O que fazer »
**1.** Responda com base no trecho sobre os precatórios:
(a) De que resulta grande parte das ações contidas nos precatórios?
(b) Que transferência, segundo o texto, acrescentaria algo ao país?
(c) Que figura está sempre presente quando se trata de cortar os salários e liberar os preços?
**2.** Dê continuidade ao trecho sobre os precatórios a partir da última frase.

Trecho do texto »
────────

Mas, no caso projetado, a ideia sinistra é a de retirar recursos das pessoas que venceram ações judiciais para cobrir um programa assistencialista do governo. Uma grande parte das ações contidas nos precatórios, resulta de condenações aplicadas ao INSS. Quer dizer, o governo tenta distribuir recursos a quem nunca contribuiu para a Previdência Social em prejuízo dos direitos daqueles que contribuíram a vida inteira e hoje são aposentados.
O governo precisa encontrar, na minha opinião, outra fonte de transferência de renda, pois transferir renda do trabalho para a assistência social não acrescenta nada ao país. O que acrescenta, isso sim, seria a transferência do capital para o trabalho. Mas a figura de Paulo Guedes encontra-se sempre presente ao que se refere a cortar os salários e liberar os preços, equação que está levando à fome a milhares de brasileiros.

────────

Dados de origem »
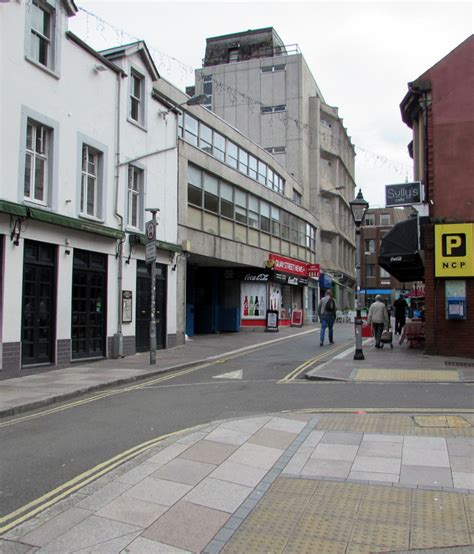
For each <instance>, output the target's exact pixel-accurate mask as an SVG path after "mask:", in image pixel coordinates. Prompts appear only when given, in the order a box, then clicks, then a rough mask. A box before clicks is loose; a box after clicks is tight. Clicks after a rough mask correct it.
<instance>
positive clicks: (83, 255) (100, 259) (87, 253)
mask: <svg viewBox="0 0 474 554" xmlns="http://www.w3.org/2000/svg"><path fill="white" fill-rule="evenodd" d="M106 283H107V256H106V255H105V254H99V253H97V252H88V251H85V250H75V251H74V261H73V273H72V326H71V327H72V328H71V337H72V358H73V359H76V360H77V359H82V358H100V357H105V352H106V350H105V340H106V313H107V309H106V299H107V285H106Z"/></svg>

────────

Resultados das tarefas »
**1.**
(a) De condenações aplicadas ao INSS.
(b) A transferência do capital para o trabalho.
(c) Paulo Guedes.

**2.**
CPI DO SENADO – O senador Omar Aziz, presidente da CPI do Senado que apurou erros e omissões do governo Bolsonaro em relação à Covid-19, entregou o relatório final ao procurador-geral da República, Augusto Aras, para que ele tome providências, entre elas a de investigar a procedência de denúncias que envolvem o presidente da República.
Dificilmente, Augusto Aras dará sequência ao relatório. Sobretudo porque é candidato à vaga de Marco Aurélio Mello, no Supremo Tribunal Federal, uma vez que está flagrante a rejeição ao nome de André Mendonça. A charge de Chico Caruso na primeira página no O Globo de ontem acentua com forte dose de humor o bloqueio ao nome de Mendonça. O apoio dos evangélicos de Silas Malafaia à indicação de Mendonça não está surtindo efeito. Mas essa é outra questão. ]
O fato é que Augusto Aras não se encontra confortável em determinar investigações envolvendo o presidente Bolsonaro e integrantes de sua equipe. Mas não se sente igualmente desconfortável em não dar sequência ao relatório da CPI. No O Globo, Nathália Portinari, Aguirre Talento, Julia Lindner e Bruno Góes, destacam e analisam a questão.
TORCIDA – No fundo, o próprio Augusto Aras torce para que o Senado, como alguns senadores cogitam, ingresse diretamente na Corte Suprema sem passar pela PGR, pois assim a CPI teria chance de avançar no campo concreto sem que ele, Aras, corra o risco de se incompatibilizar com o Palácio do Planalto.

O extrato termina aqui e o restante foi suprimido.